» Questions:
1/ Translate this sentence from the Parkinson's disease text into Spanish: "Its main pathological feature is the chronic and progressive loss of dopaminergic neurons within the substantia nigra pars compacta (SNpc)."
2/ Carry the Parkinson's disease text forward with a few sentences that follow on from its last line.

» Source extract:
# # # #
Conclusions: The importance of these data lies in the possibility of elucidating the underlying mechanisms of neurodegenerative processes under aging conditions to provide knowledge for the search of solutions that slow down the progression of PD.
Introduction
Parkinson’s disease (PD) is the second most common neurodegenerative disorder in the world, affecting 100–200 per 100,000 people over 65 years old (Tysnes and Storstein, 2017). Its main pathological feature is the chronic and progressive loss of dopaminergic neurons within the substantia nigra pars compacta (SNpc). This leads towards a decrease in dopamine levels in the nigrostriatal pathway (Kastner et al., 1994) and in addition, to proteinaceous inclusions known as Lewy bodies (Cuenca et al., 2019).
Despite the efforts and the advances in the knowledge of PD, its development is mostly idiopathic and is still unknown. Specifically, sustained inflammatory responses may not be the first direct cause of the disease, but emerging evidence has shown that these contribute and perpetuate the initial neurodegenerative processes, with a persistent activation of the microglia which maintain phagocytic features even years after the insult (Halliday and Stevens, 2011; Barcia et al., 2013). Moreover, several studies suggest that the complex interactions between the deleterious mechanisms of aging involved levels of chronic mild inflammation in the SNpc, producing those dopaminergic neurons that become more vulnerable to degeneration (Calabrese et al., 2018).
# # # #
» Records taken from a dataset:
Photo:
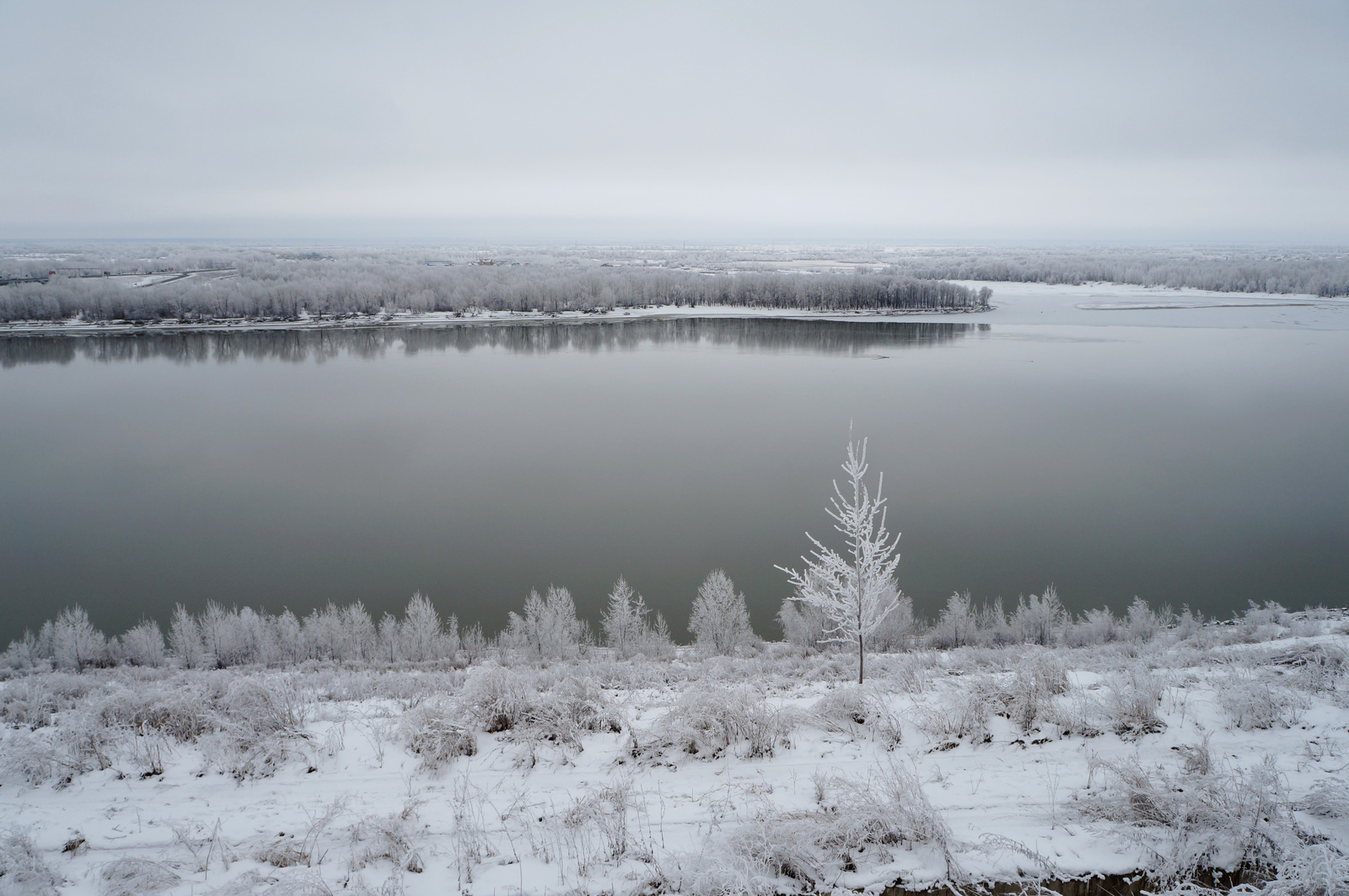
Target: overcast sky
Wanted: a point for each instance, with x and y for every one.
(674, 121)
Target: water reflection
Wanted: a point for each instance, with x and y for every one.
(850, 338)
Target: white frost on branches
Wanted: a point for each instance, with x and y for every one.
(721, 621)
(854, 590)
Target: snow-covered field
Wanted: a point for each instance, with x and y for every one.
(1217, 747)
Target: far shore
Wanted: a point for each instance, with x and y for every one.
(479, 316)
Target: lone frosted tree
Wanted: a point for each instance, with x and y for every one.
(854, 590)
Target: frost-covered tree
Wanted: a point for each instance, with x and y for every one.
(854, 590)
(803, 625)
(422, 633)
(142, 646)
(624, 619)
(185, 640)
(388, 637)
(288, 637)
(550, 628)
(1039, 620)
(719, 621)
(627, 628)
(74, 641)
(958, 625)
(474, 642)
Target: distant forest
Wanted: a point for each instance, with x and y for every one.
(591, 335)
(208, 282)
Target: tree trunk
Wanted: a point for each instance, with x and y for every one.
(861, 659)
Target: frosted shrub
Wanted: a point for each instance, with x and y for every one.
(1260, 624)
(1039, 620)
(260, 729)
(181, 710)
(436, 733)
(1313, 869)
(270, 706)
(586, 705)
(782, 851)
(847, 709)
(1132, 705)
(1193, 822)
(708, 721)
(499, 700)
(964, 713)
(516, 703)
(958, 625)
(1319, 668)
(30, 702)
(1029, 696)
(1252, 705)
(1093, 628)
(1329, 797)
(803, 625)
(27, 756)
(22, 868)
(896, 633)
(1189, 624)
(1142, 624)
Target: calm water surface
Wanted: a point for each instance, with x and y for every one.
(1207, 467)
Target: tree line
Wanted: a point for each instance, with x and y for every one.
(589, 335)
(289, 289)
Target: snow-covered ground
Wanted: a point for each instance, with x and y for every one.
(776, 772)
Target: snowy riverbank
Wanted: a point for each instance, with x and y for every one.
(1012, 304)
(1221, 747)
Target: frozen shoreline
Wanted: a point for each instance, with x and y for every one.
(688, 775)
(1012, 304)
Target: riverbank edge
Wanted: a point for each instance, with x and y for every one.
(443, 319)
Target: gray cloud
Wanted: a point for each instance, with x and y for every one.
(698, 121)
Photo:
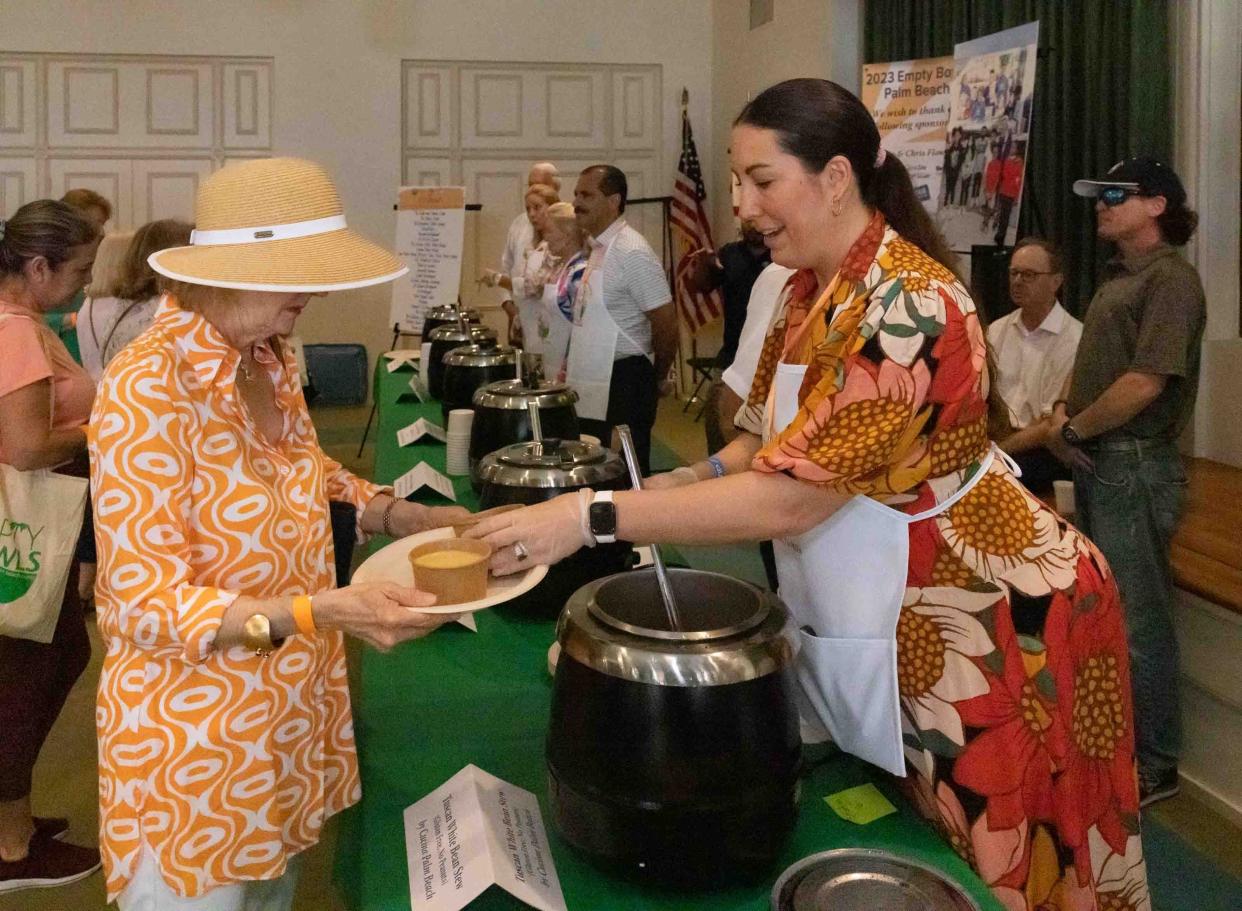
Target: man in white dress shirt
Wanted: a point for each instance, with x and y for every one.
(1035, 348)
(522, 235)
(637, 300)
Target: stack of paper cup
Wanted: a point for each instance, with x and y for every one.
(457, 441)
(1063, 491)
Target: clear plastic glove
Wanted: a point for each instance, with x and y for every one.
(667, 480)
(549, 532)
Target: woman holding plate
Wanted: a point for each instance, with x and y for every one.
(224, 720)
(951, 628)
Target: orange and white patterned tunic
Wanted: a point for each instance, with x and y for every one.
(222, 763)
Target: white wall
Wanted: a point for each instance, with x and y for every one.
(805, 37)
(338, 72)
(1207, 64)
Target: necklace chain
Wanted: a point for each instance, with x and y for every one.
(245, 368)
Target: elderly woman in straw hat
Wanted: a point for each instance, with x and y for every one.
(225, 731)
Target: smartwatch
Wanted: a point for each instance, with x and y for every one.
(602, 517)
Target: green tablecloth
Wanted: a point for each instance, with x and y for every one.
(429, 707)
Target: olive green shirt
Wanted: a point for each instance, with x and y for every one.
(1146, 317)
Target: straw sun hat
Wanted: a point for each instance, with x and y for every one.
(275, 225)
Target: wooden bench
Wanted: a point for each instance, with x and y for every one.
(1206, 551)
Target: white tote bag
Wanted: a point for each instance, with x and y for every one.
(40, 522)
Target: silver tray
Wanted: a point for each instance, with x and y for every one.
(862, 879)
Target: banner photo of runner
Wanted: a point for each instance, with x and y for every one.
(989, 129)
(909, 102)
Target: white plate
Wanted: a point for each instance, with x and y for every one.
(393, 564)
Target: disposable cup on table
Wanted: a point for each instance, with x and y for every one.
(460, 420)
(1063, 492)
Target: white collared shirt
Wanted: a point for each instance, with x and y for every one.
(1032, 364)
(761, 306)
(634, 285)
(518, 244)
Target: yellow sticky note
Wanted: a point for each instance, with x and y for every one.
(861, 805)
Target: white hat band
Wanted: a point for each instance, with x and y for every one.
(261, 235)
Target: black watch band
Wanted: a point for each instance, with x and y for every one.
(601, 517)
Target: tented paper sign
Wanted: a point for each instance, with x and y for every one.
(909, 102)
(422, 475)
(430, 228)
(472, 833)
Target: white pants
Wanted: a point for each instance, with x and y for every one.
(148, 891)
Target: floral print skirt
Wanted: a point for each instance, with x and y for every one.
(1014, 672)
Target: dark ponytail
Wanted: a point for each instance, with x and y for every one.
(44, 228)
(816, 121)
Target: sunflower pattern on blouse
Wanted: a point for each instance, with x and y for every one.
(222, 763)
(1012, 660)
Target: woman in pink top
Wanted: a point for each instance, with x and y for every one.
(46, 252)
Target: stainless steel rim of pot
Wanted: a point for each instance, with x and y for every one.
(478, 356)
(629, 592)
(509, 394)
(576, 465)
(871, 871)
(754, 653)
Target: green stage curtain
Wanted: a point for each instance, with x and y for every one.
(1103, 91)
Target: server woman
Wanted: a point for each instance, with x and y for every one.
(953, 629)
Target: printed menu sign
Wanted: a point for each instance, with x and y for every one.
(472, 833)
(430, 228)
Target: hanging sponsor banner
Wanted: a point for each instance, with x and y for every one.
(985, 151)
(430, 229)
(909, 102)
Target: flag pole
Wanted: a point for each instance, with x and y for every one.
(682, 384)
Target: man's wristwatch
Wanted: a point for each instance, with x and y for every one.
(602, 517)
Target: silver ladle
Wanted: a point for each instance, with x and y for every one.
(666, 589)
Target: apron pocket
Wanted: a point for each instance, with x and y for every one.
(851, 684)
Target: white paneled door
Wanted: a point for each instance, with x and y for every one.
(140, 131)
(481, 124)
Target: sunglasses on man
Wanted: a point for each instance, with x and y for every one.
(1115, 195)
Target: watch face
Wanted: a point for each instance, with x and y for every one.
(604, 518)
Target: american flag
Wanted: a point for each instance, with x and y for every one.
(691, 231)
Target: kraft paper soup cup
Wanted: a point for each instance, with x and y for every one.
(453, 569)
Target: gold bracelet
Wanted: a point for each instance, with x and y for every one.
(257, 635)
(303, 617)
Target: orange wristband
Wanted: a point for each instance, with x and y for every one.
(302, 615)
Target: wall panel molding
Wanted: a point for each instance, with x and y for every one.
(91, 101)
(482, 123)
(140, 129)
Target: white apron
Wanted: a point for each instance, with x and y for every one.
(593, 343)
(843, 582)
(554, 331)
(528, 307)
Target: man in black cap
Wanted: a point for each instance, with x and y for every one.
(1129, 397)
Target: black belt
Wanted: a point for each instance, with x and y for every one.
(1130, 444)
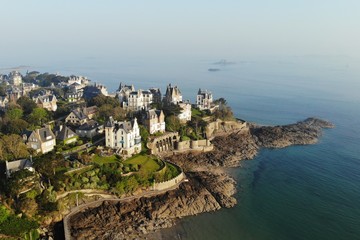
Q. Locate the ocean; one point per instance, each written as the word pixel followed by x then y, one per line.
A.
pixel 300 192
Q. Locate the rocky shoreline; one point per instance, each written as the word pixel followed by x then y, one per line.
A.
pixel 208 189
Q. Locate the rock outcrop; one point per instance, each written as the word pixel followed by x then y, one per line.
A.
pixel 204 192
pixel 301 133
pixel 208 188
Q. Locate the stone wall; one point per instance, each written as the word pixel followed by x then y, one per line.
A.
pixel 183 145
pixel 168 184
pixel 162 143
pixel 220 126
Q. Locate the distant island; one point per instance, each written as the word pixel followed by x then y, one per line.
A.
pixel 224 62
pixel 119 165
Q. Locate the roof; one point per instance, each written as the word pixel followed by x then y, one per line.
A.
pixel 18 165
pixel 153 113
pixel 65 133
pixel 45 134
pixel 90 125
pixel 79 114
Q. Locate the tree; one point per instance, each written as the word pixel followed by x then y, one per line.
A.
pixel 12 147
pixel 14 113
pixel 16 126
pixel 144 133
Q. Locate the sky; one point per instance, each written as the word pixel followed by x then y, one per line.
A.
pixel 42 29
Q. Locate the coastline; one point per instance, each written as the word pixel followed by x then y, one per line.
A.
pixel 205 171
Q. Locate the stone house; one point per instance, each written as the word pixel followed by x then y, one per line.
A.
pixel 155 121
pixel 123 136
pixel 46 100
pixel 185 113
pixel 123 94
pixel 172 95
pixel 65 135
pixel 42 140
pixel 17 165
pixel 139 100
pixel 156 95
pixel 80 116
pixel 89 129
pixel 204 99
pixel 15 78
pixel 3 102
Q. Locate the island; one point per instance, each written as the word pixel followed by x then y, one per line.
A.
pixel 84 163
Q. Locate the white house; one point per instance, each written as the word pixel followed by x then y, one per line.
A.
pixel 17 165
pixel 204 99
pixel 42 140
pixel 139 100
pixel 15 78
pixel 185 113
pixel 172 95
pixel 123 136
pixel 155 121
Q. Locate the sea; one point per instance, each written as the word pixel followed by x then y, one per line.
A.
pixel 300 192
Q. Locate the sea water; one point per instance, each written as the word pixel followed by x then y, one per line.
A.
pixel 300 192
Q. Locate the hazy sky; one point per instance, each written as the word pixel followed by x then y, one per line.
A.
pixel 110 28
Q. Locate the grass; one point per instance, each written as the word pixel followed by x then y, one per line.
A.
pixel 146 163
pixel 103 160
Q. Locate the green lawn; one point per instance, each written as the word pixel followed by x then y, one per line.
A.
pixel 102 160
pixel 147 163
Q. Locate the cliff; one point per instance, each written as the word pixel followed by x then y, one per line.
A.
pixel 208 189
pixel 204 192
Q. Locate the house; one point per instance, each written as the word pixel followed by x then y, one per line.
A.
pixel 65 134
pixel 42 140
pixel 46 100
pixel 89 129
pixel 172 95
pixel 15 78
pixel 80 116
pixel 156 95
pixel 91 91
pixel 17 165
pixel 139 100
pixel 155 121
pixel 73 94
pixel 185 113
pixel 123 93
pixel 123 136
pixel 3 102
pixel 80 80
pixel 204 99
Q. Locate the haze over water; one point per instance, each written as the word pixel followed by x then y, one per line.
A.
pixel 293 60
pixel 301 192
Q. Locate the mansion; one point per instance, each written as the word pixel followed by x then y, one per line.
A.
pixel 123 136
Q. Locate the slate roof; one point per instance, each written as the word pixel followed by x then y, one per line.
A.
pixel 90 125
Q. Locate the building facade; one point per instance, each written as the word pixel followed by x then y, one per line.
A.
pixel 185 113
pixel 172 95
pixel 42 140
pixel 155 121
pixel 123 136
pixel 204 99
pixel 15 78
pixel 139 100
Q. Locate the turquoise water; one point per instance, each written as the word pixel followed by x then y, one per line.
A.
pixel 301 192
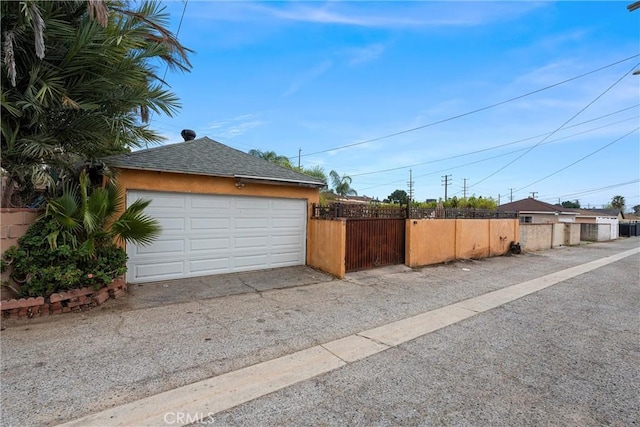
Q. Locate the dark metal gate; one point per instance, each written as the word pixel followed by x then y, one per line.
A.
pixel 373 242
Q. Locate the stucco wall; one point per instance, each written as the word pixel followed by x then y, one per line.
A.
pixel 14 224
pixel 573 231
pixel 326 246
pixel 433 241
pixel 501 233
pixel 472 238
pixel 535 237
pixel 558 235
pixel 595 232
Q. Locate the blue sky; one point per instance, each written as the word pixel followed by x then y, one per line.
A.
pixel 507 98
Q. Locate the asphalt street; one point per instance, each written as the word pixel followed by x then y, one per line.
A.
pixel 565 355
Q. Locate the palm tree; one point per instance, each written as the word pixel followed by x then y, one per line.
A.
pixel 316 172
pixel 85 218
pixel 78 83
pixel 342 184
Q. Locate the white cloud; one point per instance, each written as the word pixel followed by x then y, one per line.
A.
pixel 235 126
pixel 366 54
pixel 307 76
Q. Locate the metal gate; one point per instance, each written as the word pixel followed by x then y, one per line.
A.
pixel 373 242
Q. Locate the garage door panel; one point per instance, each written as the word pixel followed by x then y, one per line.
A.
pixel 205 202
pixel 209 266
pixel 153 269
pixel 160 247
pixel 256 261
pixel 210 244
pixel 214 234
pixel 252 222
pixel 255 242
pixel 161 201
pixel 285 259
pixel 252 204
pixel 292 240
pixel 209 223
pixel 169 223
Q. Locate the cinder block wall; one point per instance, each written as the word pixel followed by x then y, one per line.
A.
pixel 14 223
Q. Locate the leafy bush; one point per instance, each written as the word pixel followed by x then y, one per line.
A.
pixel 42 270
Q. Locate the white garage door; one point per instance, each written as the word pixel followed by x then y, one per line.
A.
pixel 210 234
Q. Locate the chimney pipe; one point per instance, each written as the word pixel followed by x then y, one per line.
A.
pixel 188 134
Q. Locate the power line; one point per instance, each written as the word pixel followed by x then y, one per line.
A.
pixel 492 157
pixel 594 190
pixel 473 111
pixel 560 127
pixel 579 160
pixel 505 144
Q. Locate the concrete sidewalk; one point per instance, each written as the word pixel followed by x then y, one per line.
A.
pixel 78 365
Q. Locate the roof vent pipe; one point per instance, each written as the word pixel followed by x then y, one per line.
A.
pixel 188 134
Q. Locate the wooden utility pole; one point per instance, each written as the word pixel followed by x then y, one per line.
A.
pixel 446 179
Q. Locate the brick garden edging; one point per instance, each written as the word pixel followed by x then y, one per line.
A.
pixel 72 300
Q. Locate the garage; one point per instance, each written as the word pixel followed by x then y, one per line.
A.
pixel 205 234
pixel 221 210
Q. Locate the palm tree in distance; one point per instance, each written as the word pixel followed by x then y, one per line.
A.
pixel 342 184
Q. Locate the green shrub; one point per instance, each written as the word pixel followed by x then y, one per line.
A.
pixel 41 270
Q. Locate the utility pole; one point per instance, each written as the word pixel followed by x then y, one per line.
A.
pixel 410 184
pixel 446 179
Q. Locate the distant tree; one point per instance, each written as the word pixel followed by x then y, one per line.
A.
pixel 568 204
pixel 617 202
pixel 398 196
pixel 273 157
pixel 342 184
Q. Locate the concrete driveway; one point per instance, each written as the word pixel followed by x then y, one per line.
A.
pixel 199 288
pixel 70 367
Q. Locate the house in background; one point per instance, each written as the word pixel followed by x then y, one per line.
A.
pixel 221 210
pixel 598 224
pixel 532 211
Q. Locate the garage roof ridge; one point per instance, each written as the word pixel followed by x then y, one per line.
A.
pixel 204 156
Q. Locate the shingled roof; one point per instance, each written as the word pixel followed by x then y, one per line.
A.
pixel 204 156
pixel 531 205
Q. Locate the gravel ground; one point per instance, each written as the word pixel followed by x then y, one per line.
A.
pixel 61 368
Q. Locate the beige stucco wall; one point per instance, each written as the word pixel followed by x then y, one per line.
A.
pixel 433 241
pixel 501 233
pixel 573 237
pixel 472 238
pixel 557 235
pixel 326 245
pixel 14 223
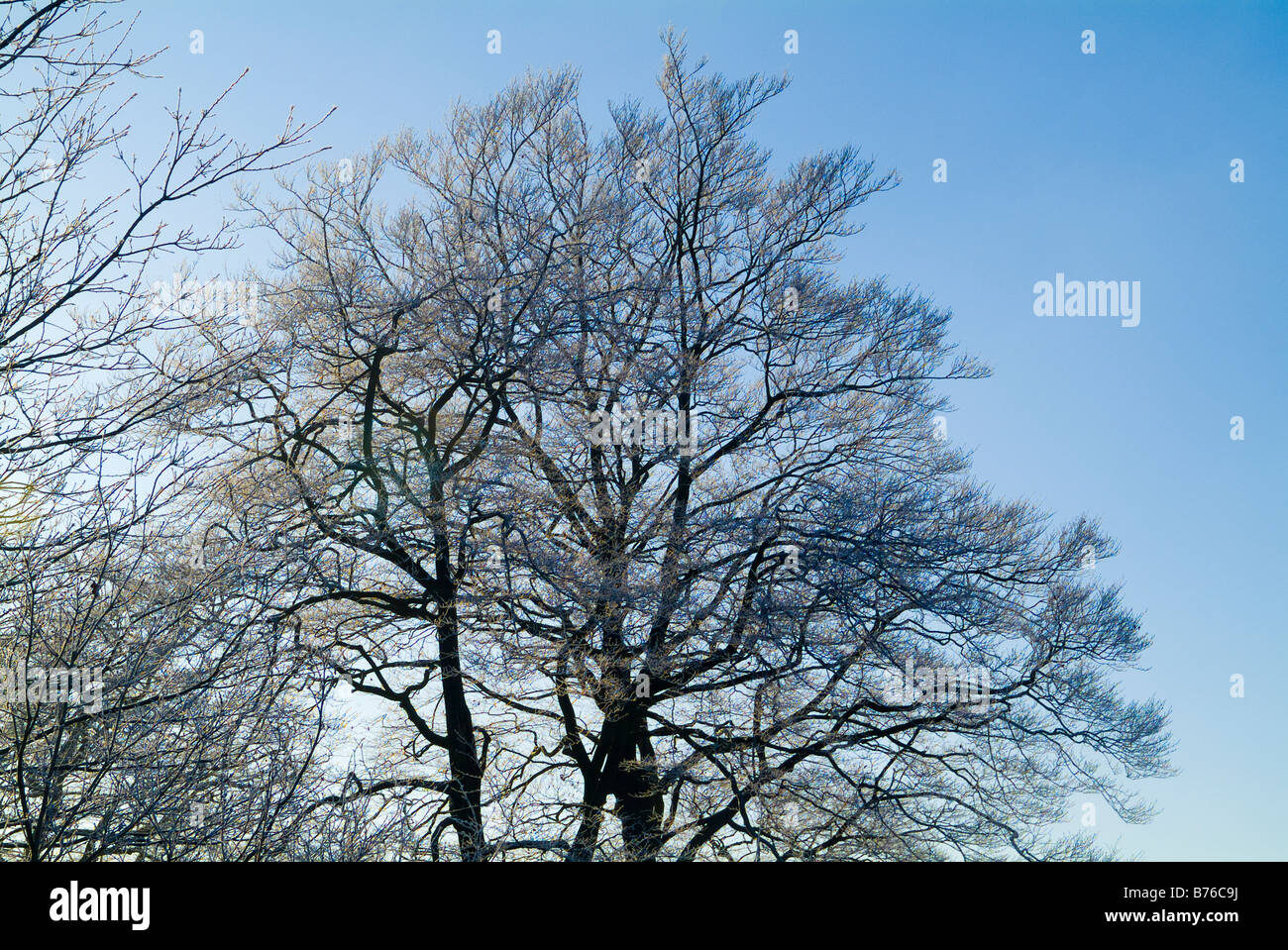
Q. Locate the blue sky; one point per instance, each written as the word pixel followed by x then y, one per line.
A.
# # # #
» Answers per task:
1/ Su principal característica patológica es la pérdida crónica y progresiva de neuronas dopaminérgicas en la sustancia negra pars compacta (SNpc).

2/
It has been described that several inflammatory mediators can induce the deregulation of different mediating pathways of inflammation in experimental animal models of PD (Barcia et al., 2005, 2011). Among others, the mitogen-activated protein kinase (MAPK) signaling pathway is reported to possibly differentially contribute to the dopaminergic neuronal decline as observed in PD (Bohush et al., 2018). Moreover, the use of regulatory compounds of their activity has been related to beneficial effects (Gil-Martínez et al., 2018a). MAPKs are serine–threonine protein kinases that allow cells to respond to stimuli from their extracellular environment.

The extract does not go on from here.